◆ DOCUMENT EXTRACT:
________________
We’ve heard all sorts of wonderful things that people have been doing with the data that we offer. What I’m going to tell you a bit about now is what we’re doing to give it to you faster, more accessibly and so on and so on. I think Tom gave me a title of ‘What EDINA is working on next’ – which seemed a little blunt, so I’ve gone with ‘progress is impossible without change’ and for those who know the rest of that quote - those who cannot change their minds cannot change anything. I’m sure my colleagues will tell you that I am very good at changing my mind but I’ll leave it to you to decide whether that’s a good thing or a bad thing.
So, while it looks as though things have not changed very much on the outside - this is a bit of a spot the difference slide – while this hasn’t changed very much on the outside, of course at the backend we’ve been working quite hard with lots of fine tuning of engines underneath the bonnets and so on. What we’ve done here is replace Laser-Scan software – which is now 1Spatial – to use Cadcorp stuff. The last procurement exercise we did was in 1999, and while the Laser-Scan software was very useful of its day, its time had run its course and we were struggling a little bit. We now have new stuff from Cadcorp, the reengineering of the back end is now complete. Tim I’m sure will tell you he’s relieved not to be starting things during peak periods every 2 or 3 days, and the Cadcorp stuff will now in fact restart itself without us noticing, which is wonderful.
Those of you who are end users of Digimap will notice that we’ve had some fairly significant improvements in efficiency, capacity, stability and performance – it stays up for longer and it stays up on and on and on, which is wonderful. You’ll also notice we have a new mapping client called ‘Roam’. For those who haven’t seen it, I’m sure there are several of my colleagues who would be prepared to give you a demonstration at the back of the room at some point. Most of you I think will have seen it.
So, part two of the reengineering goes on to concentrate on our other applications. This is ‘Roam’ if you haven’t already seen it. That’s what it looks like. We have these new slippy maps - so you can pick the map up, drag it around and put it where you want it, which is quite useful considering what we’ve come from with the old classic service. I couldn’t resist this I’m afraid – we did ask for some feedback and I will be the first person to say that getting feedback from end users is a bit like pulling teeth. I couldn’t resist showing you some of these quotations that we’ve had from people who say ‘It’s wonderful, I love it, what an improvement’. It’s very rewarding for us to hear things like this. It’s also very helpful when we hear the negative stuff, but it’s good to pat ourselves on the back every so often. The best one I think here is- “I really like this feature, it’s very easy and very useful especially just before an assignment deadline”. How often have we heard that one?
________________
◆ WHAT TO PRODUCE:
Restate the talk between "We’ve heard all" and "a bad thing.", inclusive, updating "blunt" to "plain".

Records:
________________
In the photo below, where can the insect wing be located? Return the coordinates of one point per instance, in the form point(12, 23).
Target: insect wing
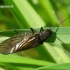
point(8, 46)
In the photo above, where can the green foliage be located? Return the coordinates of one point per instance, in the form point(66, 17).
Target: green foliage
point(27, 13)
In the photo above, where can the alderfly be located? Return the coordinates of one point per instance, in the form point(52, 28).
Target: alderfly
point(26, 40)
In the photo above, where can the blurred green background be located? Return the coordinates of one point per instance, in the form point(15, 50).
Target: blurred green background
point(24, 14)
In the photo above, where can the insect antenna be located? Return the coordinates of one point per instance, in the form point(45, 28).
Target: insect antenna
point(15, 31)
point(60, 23)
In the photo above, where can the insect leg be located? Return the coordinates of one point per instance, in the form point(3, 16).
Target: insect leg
point(41, 29)
point(33, 31)
point(39, 39)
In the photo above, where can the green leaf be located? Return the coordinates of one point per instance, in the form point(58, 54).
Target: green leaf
point(64, 66)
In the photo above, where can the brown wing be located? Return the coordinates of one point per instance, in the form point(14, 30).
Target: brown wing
point(14, 42)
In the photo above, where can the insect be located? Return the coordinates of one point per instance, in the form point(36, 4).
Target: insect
point(26, 40)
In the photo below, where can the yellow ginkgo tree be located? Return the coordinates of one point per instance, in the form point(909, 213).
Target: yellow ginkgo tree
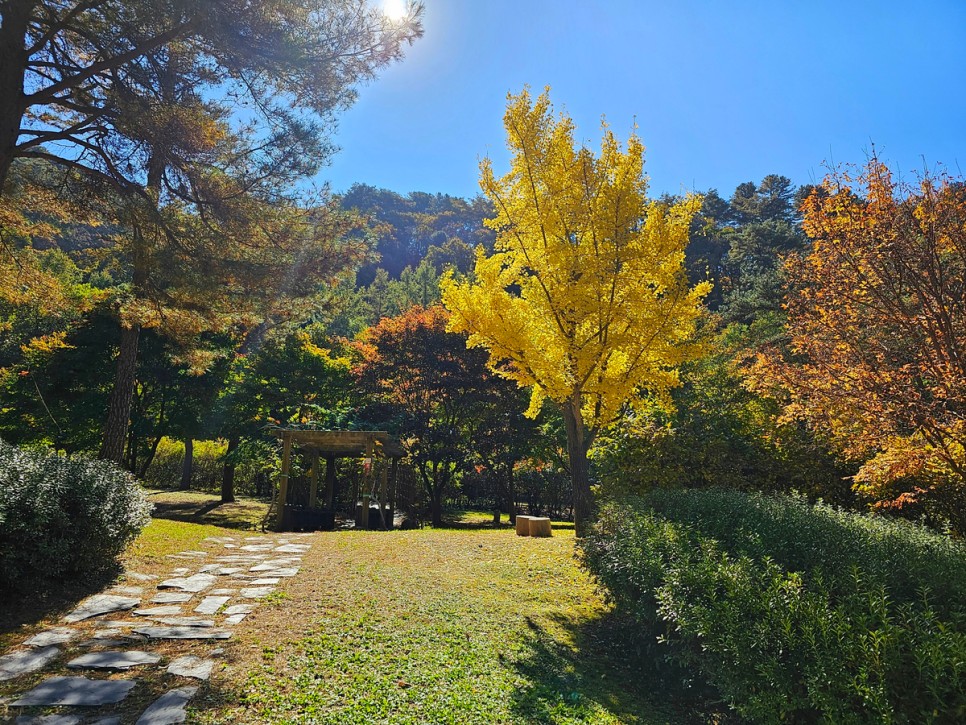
point(584, 298)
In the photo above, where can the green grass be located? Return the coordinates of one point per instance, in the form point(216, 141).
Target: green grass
point(445, 626)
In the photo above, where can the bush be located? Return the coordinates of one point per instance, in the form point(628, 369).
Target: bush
point(793, 613)
point(63, 516)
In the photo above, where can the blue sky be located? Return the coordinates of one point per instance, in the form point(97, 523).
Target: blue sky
point(722, 92)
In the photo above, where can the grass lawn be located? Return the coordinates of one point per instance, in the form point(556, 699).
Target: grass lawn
point(434, 626)
point(469, 624)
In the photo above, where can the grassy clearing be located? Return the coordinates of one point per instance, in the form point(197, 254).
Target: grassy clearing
point(445, 626)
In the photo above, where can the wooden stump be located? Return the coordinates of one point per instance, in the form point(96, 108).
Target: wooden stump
point(523, 525)
point(539, 526)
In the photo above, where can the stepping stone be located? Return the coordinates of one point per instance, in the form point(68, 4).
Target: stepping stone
point(219, 570)
point(171, 598)
point(191, 666)
point(140, 577)
point(126, 591)
point(27, 660)
point(76, 691)
point(57, 635)
point(186, 621)
point(292, 548)
point(210, 605)
point(183, 633)
point(196, 583)
point(256, 592)
point(101, 604)
point(163, 611)
point(168, 709)
point(103, 643)
point(49, 720)
point(113, 660)
point(275, 571)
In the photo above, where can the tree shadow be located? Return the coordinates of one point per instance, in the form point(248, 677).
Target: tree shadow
point(239, 515)
point(50, 599)
point(611, 667)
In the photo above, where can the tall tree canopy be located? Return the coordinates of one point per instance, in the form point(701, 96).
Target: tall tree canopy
point(192, 119)
point(585, 298)
point(877, 320)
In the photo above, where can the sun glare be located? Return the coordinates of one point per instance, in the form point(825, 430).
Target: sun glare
point(395, 10)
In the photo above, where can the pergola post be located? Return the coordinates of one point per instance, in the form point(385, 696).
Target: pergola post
point(283, 479)
point(314, 479)
point(329, 482)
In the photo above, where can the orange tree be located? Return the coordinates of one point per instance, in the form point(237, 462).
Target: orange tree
point(877, 327)
point(425, 385)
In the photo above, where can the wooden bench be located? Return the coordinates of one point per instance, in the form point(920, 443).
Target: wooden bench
point(533, 526)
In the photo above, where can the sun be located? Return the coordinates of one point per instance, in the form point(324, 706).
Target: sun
point(395, 10)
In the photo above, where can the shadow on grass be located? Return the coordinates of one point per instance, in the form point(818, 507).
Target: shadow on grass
point(611, 668)
point(196, 509)
point(50, 599)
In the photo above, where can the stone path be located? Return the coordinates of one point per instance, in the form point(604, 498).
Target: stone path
point(110, 635)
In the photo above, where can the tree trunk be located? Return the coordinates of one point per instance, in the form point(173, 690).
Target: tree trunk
point(119, 407)
point(13, 61)
point(189, 449)
point(511, 495)
point(228, 473)
point(578, 443)
point(436, 508)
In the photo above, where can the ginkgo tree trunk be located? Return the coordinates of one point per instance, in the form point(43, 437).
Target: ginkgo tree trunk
point(585, 298)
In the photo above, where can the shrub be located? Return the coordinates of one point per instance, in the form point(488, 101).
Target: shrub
point(793, 613)
point(62, 516)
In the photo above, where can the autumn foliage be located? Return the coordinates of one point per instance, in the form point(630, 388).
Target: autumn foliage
point(584, 299)
point(877, 324)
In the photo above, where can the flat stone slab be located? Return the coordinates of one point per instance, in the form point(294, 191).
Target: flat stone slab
point(186, 621)
point(270, 570)
point(126, 591)
point(113, 660)
point(76, 691)
point(219, 570)
point(96, 642)
point(101, 604)
point(256, 592)
point(24, 661)
point(210, 605)
point(169, 708)
point(57, 635)
point(191, 666)
point(196, 583)
point(140, 577)
point(183, 632)
point(163, 611)
point(171, 598)
point(49, 720)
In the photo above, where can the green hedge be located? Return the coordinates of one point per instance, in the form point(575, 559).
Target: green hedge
point(794, 613)
point(63, 516)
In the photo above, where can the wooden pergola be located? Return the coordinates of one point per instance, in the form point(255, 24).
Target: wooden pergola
point(332, 445)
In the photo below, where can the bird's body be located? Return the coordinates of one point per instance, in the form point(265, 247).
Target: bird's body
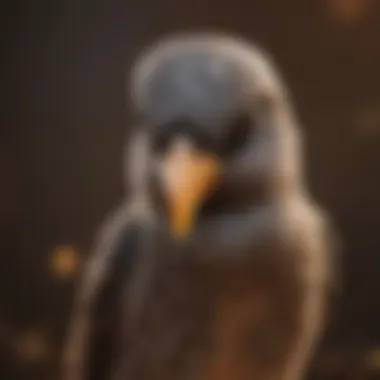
point(236, 291)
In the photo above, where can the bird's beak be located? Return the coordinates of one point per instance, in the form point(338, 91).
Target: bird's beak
point(189, 175)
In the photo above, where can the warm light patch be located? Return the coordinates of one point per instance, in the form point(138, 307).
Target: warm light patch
point(64, 261)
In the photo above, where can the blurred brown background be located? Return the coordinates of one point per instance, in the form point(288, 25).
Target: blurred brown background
point(64, 123)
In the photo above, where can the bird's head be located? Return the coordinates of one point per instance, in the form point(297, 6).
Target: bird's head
point(209, 105)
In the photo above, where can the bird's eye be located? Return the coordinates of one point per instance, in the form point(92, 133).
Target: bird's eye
point(238, 135)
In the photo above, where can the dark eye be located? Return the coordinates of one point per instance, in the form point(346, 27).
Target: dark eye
point(238, 135)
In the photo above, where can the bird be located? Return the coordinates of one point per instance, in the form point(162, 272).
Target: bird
point(217, 265)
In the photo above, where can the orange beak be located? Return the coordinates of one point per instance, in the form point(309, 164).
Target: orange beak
point(189, 175)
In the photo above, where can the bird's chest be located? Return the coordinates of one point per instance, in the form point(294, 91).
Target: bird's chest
point(213, 322)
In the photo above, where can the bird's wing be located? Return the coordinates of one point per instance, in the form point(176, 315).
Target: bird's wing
point(104, 277)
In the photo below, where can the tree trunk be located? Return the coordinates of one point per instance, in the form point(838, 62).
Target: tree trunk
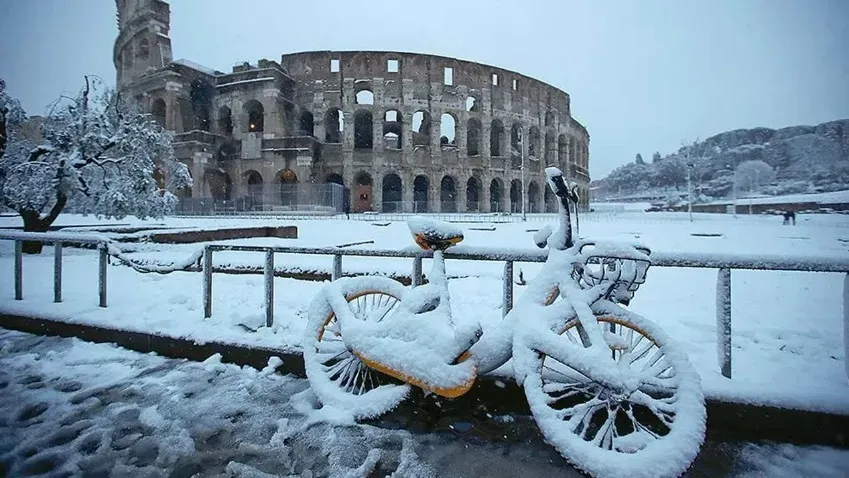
point(33, 222)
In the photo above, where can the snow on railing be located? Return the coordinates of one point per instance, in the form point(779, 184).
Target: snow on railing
point(723, 262)
point(57, 239)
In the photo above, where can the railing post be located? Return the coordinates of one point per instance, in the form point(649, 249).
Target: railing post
point(417, 271)
point(101, 276)
point(507, 303)
point(337, 267)
point(207, 282)
point(846, 323)
point(57, 272)
point(269, 288)
point(19, 270)
point(723, 321)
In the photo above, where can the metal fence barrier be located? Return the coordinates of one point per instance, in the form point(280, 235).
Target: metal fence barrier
point(58, 240)
point(724, 263)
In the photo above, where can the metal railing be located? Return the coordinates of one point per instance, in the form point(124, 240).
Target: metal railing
point(58, 240)
point(724, 263)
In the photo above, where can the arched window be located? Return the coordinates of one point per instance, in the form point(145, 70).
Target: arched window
point(256, 116)
point(496, 192)
point(363, 130)
point(392, 193)
point(421, 128)
point(448, 195)
point(496, 138)
point(473, 137)
point(420, 193)
point(473, 187)
point(549, 118)
point(159, 111)
point(333, 126)
point(143, 49)
point(533, 142)
point(365, 97)
point(225, 121)
point(306, 123)
point(448, 130)
point(393, 130)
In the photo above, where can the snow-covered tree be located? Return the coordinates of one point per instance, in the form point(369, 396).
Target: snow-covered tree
point(750, 175)
point(97, 152)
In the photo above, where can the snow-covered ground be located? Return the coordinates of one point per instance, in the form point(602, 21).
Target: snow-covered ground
point(787, 327)
point(72, 408)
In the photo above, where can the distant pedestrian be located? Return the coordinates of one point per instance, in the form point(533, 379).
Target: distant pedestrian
point(789, 218)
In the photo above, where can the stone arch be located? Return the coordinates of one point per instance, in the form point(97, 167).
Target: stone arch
point(515, 196)
point(225, 121)
point(253, 186)
point(496, 195)
point(496, 138)
point(255, 113)
point(362, 192)
point(550, 151)
point(220, 184)
point(533, 197)
point(200, 94)
point(533, 143)
point(334, 178)
point(421, 193)
point(363, 130)
point(473, 137)
point(561, 150)
point(420, 128)
point(550, 201)
point(334, 125)
point(393, 129)
point(288, 184)
point(447, 129)
point(159, 111)
point(392, 193)
point(306, 123)
point(447, 194)
point(516, 139)
point(549, 118)
point(364, 97)
point(143, 49)
point(472, 103)
point(473, 192)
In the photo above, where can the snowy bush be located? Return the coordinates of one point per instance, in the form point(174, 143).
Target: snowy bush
point(95, 151)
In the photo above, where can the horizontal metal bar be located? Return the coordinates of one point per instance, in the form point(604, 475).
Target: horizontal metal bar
point(659, 259)
point(52, 237)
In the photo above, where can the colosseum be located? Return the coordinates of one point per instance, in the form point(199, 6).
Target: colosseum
point(370, 130)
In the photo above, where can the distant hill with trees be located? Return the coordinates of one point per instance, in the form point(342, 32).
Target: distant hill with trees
point(796, 159)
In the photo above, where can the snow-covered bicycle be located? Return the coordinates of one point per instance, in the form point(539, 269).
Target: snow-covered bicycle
point(608, 388)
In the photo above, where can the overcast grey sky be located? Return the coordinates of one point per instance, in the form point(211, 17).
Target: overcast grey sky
point(643, 75)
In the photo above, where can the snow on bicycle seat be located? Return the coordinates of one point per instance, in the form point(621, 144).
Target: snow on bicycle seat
point(431, 234)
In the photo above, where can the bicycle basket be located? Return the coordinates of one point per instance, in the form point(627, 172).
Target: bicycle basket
point(624, 267)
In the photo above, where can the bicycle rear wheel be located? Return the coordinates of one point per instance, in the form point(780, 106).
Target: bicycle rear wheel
________________
◆ RESULT:
We’ve heard all sorts of wonderful things that people have been doing with the data that we offer. What I’m going to tell you a bit about now is what we’re doing to give it to you faster, more accessibly and so on and so on. I think Tom gave me a title of ‘What EDINA is working on next’ – which seemed a little plain, so I’ve gone with ‘progress is impossible without change’ and for those who know the rest of that quote - those who cannot change their minds cannot change anything. I’m sure my colleagues will tell you that I am very good at changing my mind but I’ll leave it to you to decide whether that’s a good thing or a bad thing.